- [Records provided]:
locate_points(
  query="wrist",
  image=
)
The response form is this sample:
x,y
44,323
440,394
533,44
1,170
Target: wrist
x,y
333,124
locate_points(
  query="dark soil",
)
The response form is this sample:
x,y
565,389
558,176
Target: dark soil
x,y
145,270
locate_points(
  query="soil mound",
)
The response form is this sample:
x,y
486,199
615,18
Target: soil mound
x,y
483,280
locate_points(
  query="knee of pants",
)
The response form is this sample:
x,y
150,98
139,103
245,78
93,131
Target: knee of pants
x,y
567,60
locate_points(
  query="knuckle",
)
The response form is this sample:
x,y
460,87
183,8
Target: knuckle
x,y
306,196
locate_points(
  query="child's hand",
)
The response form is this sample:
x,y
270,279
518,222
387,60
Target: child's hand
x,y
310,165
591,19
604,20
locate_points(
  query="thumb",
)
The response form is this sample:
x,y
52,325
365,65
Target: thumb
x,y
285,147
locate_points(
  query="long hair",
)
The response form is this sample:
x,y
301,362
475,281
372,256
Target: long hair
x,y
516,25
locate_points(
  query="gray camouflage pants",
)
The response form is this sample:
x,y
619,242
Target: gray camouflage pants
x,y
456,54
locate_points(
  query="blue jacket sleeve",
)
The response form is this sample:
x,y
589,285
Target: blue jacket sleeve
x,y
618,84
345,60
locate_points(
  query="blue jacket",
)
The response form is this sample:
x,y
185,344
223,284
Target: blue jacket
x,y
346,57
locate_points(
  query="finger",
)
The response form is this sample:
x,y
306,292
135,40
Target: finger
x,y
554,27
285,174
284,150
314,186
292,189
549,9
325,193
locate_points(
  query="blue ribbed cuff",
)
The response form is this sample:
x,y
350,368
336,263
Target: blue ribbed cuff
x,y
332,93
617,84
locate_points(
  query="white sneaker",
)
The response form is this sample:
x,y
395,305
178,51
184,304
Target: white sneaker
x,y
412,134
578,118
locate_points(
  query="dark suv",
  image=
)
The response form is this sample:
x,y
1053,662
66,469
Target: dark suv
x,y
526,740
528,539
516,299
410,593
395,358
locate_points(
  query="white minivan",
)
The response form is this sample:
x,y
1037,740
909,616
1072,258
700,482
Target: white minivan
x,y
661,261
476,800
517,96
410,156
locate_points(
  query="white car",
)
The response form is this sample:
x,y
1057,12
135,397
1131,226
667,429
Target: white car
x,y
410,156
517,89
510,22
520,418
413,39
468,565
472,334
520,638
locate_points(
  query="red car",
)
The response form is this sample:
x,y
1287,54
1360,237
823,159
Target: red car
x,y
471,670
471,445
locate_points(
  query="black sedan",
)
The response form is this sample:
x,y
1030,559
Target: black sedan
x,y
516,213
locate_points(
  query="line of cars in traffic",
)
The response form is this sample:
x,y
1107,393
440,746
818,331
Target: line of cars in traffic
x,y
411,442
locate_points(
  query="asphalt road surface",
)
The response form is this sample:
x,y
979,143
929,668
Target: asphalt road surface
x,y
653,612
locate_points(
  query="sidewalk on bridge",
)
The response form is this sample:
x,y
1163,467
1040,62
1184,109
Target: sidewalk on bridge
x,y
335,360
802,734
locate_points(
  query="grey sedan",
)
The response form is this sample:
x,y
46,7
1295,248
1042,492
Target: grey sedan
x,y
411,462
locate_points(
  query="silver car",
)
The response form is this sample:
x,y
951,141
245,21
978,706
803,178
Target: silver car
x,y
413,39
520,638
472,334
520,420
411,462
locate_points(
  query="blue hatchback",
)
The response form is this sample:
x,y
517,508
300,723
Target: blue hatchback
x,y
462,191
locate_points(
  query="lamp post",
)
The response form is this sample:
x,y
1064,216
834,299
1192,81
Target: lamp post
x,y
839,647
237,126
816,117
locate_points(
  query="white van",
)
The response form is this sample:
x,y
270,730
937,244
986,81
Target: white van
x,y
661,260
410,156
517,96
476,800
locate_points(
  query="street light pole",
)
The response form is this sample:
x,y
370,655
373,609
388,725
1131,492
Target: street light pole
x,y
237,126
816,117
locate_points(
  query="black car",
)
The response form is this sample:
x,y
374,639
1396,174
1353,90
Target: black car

- [Request]: Restate each of the entries above verbatim.

- [Correct output]:
locate_points(
  query="wrist",
  image=
)
The response form is this sample:
x,y
44,323
440,394
533,44
1,170
Target: wrist
x,y
333,124
locate_points(
  query="dark soil",
)
The response form is this sample:
x,y
565,389
558,176
Target: dark soil
x,y
145,270
locate_points(
  query="soil mound",
)
The response form is this sample:
x,y
486,199
615,18
Target: soil mound
x,y
483,280
locate_points(
  query="knee of pants",
)
The response form is this sample:
x,y
150,98
139,103
245,78
93,131
Target: knee of pants
x,y
567,60
locate_points(
  query="knuckle",
)
The response form is this sample:
x,y
460,87
183,8
Target: knuckle
x,y
306,196
locate_points(
  query="child's hand",
)
The response form is this sample:
x,y
270,279
518,222
387,60
Target: child's hand
x,y
310,165
591,19
604,20
locate_points(
  query="thumb",
)
The response form is this sample:
x,y
52,325
365,65
Target: thumb
x,y
285,147
locate_points(
  query="long hair",
)
The response form is this sample:
x,y
301,362
475,281
372,256
Target: long hair
x,y
516,25
locate_points(
  query="gray camouflage pants",
)
The response form is this sample:
x,y
619,242
Target: gray camouflage pants
x,y
456,54
locate_points(
  query="blue jacket sleeve",
)
The response form is this sample:
x,y
589,285
Target: blue jacket sleeve
x,y
618,84
345,60
locate_points(
  query="blue jacket",
)
The response form is this sample:
x,y
185,344
223,284
Target: blue jacket
x,y
346,57
locate_points(
  query="finger",
)
The response form is this sample:
x,y
306,292
135,40
Target: finger
x,y
554,27
285,174
284,150
314,186
292,189
549,9
325,193
locate_points(
  query="blue ribbed cuff",
)
The response form is this sample:
x,y
350,368
336,263
Target: blue ribbed cuff
x,y
332,93
617,84
locate_points(
  query="white sneaker",
)
The response form is this sample:
x,y
395,305
178,51
184,304
Target: white sneaker
x,y
412,134
578,118
locate_points(
  query="dark suv",
  image=
)
The response form is this sample:
x,y
1053,662
66,469
Target: dark suv
x,y
526,740
528,539
516,299
410,593
395,358
locate_points(
  query="white minivan",
)
The response form is this sample:
x,y
1037,740
909,616
1072,258
700,482
Target: white minivan
x,y
661,261
476,800
517,96
410,156
locate_points(
  query="white car",
)
The response form is this sample:
x,y
1057,12
135,397
1131,226
667,429
Target: white car
x,y
410,156
517,89
510,22
520,418
413,39
468,565
472,334
520,638
locate_points(
  query="red car",
)
The response form is this sample:
x,y
1287,54
1360,237
823,159
Target: red car
x,y
471,670
471,445
locate_points(
  query="black sedan",
)
The response form is this sample:
x,y
1030,559
Target: black sedan
x,y
516,213
locate_points(
  query="line of cars in traffic",
)
The response form is this sample:
x,y
1107,393
440,746
818,331
Target: line of cars in traffic
x,y
411,442
locate_points(
  query="asphalt road surface",
)
The response form is this sample:
x,y
979,143
929,668
Target: asphalt road surface
x,y
653,612
locate_points(
  query="sidewalk on bridge",
)
The response form is this sample:
x,y
1163,467
1040,62
1184,109
Target: sidewalk on bridge
x,y
335,360
802,734
locate_points(
  query="grey sedan",
)
The response form is this sample:
x,y
46,7
1295,248
1042,492
Target: grey sedan
x,y
411,462
locate_points(
  query="silver car",
)
The response form is this sample:
x,y
951,141
245,21
978,706
803,178
Target: silver car
x,y
413,39
520,638
472,334
520,420
411,462
locate_points(
  query="blue hatchback",
)
The response form is this sample:
x,y
517,508
300,723
Target: blue hatchback
x,y
462,191
locate_points(
  query="lamp post",
)
The response form is this sample:
x,y
1064,216
834,299
1192,81
Target: lamp post
x,y
839,647
237,126
816,117
locate_points(
  query="white van",
)
The response form is this sample:
x,y
270,730
937,244
986,81
Target: white van
x,y
661,260
410,156
517,96
476,800
locate_points(
  query="street light pole",
)
The response form is this sample:
x,y
370,655
373,609
388,725
1131,492
Target: street light pole
x,y
237,126
816,117
locate_points(
  query="black car",
)
The response form is this sample:
x,y
374,639
1396,174
1353,90
Target: black car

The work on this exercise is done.